(Estratto di un file di dati)
────────────────────────────────────────

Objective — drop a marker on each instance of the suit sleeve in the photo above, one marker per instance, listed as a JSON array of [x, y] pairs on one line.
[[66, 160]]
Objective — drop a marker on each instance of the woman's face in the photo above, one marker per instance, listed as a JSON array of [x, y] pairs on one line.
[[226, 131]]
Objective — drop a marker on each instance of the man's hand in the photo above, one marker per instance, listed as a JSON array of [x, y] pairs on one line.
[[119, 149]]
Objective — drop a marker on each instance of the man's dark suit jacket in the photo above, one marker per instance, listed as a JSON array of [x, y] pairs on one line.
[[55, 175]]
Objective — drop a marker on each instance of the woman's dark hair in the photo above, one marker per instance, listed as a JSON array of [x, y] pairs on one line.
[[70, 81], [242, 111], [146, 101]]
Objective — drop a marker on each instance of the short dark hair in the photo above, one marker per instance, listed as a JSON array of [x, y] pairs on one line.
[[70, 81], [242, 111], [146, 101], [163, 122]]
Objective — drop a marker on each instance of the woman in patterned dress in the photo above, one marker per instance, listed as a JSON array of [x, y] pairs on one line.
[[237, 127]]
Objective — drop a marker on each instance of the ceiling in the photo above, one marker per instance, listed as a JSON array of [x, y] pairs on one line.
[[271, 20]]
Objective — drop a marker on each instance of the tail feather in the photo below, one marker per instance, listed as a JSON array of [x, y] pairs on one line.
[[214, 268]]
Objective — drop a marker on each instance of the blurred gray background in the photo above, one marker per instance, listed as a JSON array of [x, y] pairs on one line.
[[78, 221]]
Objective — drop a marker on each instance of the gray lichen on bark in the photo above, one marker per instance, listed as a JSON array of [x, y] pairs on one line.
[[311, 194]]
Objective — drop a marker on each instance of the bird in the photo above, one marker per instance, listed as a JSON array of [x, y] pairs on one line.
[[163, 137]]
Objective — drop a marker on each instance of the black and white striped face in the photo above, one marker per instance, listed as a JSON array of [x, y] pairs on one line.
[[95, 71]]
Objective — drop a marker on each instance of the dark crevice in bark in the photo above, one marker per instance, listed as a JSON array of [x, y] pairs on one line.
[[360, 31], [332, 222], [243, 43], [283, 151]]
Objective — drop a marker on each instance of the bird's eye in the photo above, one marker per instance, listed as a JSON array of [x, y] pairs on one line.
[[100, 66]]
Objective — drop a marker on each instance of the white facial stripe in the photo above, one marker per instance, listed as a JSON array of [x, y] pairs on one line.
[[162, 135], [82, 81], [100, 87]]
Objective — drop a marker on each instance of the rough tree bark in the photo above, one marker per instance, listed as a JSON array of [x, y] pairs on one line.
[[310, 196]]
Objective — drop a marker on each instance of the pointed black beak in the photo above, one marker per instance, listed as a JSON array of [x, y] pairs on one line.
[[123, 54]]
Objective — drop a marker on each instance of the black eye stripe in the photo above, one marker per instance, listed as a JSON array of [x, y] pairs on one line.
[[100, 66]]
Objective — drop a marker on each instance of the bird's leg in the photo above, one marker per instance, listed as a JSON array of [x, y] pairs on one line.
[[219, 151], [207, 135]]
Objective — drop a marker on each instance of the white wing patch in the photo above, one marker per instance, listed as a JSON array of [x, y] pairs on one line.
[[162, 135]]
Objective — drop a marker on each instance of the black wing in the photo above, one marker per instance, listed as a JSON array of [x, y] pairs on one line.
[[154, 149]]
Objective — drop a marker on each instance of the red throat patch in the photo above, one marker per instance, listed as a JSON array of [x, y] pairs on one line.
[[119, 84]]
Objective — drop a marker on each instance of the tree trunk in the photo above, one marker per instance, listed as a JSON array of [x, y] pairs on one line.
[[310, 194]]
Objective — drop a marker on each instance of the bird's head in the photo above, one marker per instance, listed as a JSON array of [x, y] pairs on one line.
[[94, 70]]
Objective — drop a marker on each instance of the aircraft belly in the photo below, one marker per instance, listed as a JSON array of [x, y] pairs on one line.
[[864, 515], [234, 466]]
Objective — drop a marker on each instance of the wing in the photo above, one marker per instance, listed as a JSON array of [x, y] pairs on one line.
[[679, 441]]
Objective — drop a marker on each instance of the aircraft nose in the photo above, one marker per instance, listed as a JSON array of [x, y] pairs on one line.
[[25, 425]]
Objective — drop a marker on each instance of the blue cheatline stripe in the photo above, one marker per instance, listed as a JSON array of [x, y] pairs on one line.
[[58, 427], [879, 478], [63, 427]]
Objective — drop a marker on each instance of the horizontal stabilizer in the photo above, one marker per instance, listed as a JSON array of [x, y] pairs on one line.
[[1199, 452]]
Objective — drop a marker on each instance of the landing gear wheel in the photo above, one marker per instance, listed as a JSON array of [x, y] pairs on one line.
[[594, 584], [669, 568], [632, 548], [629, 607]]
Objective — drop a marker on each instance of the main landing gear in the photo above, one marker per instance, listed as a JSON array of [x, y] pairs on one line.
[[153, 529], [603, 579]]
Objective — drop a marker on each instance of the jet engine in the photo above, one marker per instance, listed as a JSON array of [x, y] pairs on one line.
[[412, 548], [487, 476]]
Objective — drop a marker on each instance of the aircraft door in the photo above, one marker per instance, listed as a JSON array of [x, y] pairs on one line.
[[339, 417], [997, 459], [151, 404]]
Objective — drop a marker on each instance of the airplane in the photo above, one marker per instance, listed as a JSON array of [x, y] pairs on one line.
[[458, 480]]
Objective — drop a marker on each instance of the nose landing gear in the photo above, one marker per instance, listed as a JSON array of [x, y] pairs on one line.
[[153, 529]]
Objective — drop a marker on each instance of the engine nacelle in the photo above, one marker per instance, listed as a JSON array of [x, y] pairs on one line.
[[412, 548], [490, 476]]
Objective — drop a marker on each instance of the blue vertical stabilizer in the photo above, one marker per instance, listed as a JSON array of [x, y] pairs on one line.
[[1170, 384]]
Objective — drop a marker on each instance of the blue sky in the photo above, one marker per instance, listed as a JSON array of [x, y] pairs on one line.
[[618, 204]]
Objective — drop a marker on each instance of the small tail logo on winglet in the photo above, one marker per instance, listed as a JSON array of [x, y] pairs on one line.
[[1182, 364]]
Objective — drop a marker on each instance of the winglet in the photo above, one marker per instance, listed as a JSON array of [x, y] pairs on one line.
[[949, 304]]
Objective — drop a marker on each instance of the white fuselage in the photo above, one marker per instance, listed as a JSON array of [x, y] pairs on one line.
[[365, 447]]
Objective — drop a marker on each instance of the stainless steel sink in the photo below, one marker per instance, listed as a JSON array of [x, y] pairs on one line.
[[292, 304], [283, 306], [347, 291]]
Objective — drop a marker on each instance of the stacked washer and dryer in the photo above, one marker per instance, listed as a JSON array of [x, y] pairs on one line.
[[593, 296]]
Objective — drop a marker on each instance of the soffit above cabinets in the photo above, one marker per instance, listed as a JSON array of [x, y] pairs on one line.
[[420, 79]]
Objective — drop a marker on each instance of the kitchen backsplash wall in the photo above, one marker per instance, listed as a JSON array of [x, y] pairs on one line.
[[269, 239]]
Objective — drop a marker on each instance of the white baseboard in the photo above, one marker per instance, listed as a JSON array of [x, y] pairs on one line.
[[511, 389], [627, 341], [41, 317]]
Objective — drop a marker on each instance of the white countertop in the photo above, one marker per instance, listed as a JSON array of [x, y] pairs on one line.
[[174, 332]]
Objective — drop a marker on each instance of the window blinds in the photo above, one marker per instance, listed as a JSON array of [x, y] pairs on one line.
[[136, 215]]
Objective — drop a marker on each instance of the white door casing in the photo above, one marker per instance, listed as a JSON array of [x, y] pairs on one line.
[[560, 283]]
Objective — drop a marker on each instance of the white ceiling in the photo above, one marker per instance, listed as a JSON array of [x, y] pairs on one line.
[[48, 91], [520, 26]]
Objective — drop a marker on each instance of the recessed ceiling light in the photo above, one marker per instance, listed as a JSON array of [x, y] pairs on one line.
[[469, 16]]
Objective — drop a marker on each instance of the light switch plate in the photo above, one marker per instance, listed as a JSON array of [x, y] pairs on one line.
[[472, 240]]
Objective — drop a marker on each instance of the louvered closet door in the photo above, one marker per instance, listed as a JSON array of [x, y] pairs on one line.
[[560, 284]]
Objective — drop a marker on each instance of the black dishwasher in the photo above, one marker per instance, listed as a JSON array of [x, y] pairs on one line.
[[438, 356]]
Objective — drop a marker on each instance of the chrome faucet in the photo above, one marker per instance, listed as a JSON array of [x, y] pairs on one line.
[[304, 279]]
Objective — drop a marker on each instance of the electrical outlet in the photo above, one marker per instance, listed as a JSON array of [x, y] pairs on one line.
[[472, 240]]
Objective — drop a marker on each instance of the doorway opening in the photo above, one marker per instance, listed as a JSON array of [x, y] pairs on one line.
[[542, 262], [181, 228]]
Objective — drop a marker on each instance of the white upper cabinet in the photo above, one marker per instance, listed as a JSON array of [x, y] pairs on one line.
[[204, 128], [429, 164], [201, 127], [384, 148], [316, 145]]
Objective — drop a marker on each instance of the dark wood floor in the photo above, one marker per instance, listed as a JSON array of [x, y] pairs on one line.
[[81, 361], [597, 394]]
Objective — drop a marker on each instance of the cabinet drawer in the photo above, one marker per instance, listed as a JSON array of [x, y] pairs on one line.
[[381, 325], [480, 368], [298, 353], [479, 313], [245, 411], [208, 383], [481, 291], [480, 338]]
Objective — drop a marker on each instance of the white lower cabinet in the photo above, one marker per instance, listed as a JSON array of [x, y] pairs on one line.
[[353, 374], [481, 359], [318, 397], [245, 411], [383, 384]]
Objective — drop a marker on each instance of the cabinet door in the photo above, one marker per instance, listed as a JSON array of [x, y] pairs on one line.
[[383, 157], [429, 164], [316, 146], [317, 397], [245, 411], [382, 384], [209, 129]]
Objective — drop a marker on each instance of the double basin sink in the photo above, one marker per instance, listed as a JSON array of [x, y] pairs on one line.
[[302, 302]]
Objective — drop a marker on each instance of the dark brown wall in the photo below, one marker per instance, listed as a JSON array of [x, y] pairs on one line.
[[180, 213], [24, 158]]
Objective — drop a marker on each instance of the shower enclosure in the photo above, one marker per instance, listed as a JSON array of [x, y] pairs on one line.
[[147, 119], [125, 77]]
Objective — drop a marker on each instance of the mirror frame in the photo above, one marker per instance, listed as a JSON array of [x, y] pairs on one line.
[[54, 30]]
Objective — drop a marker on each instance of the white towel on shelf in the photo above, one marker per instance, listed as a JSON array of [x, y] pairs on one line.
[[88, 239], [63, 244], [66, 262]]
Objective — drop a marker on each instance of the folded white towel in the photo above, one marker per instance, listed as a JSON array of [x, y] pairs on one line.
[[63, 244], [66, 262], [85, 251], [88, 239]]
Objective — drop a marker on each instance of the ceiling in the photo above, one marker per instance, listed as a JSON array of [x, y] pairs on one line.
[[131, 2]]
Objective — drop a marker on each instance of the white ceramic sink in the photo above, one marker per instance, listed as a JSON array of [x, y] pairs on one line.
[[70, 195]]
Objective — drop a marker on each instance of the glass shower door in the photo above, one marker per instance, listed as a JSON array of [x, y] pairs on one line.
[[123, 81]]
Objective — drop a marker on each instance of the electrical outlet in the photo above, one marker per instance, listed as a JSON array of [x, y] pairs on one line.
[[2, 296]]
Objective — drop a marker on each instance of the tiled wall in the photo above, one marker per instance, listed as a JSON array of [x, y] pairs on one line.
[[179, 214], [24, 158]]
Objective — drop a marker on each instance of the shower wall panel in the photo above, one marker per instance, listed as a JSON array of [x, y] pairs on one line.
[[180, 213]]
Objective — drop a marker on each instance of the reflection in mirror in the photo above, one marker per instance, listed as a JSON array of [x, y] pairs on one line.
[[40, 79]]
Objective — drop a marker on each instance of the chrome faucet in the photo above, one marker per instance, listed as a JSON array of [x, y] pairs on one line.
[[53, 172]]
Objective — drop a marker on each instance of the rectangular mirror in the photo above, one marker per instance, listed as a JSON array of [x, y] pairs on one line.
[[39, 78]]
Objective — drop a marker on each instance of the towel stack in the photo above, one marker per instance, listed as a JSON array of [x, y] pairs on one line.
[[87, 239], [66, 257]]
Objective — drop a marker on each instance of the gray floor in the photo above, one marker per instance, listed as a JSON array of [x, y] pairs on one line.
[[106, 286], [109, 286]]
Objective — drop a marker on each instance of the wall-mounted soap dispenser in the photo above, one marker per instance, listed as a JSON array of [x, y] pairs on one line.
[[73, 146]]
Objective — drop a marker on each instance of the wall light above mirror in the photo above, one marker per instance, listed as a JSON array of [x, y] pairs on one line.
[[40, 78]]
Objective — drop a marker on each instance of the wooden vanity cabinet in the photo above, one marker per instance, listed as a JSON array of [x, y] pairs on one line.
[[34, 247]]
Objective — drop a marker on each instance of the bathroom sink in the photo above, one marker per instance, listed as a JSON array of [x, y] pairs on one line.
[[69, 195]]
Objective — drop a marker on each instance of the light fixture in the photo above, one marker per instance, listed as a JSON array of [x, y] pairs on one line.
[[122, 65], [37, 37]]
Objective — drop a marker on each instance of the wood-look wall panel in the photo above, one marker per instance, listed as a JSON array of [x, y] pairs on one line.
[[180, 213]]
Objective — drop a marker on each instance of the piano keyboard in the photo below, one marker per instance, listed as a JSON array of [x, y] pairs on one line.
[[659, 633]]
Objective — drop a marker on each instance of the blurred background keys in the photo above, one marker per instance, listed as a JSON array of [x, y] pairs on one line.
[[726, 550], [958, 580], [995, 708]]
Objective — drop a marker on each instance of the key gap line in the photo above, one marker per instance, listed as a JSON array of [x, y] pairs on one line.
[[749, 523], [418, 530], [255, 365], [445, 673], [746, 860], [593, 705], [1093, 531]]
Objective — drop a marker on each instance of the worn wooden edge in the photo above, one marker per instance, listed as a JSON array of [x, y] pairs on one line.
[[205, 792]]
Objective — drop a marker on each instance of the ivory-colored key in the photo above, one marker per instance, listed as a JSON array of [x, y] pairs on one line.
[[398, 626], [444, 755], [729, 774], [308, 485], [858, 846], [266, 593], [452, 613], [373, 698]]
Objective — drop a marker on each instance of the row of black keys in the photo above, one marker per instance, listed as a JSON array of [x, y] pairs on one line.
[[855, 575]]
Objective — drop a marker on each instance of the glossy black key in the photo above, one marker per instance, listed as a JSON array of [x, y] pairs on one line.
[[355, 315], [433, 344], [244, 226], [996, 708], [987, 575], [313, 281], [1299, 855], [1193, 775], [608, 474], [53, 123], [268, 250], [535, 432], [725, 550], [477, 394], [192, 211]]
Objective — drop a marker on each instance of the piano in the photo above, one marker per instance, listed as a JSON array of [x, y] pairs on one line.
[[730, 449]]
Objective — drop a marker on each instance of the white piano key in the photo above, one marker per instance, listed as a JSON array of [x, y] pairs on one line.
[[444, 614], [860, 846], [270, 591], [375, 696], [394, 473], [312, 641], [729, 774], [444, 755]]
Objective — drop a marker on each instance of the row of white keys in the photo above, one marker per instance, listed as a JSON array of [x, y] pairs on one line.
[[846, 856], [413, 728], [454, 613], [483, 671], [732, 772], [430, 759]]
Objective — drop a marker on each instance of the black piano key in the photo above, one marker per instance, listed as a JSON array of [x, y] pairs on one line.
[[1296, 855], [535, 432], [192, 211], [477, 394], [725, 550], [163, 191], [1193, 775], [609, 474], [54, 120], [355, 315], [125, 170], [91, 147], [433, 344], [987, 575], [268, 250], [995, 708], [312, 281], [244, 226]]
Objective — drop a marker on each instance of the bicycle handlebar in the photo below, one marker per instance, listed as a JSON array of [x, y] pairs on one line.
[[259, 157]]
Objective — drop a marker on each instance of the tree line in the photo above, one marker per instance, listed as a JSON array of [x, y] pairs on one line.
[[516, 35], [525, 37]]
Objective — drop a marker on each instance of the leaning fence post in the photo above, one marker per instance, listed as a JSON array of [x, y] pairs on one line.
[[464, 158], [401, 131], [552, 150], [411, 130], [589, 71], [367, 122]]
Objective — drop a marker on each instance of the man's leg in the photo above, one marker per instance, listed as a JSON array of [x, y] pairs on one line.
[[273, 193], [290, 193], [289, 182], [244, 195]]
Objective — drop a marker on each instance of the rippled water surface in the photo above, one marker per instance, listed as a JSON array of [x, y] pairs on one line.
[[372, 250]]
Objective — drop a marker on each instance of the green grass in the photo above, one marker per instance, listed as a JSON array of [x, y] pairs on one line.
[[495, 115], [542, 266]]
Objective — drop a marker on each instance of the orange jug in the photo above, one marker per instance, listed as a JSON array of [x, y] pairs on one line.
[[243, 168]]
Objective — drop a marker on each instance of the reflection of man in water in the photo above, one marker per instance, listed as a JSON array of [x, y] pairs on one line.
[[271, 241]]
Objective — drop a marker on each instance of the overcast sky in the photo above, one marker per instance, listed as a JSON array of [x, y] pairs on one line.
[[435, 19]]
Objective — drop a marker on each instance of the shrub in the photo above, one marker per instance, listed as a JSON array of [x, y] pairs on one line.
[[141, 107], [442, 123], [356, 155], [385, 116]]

────────────────────────────────────────

Istruzioni:
Riscrivi il tratto che va dalla riga contenente "Objective — drop a marker on each instance of the overcast" fino alla fine dei record, sostituendo "shrub" con "bush" e lasciando tutto il resto invariato.

Risposta:
Objective — drop a marker on each instance of the overcast sky in the photo above, one marker per instance, listed as a JSON array of [x, y] pairs on one line.
[[435, 19]]
Objective — drop a marker on each instance of the bush in the photo above, one marker per instance, listed as a JSON array of [x, y] pairs on one line.
[[141, 107], [442, 123], [356, 155], [385, 116]]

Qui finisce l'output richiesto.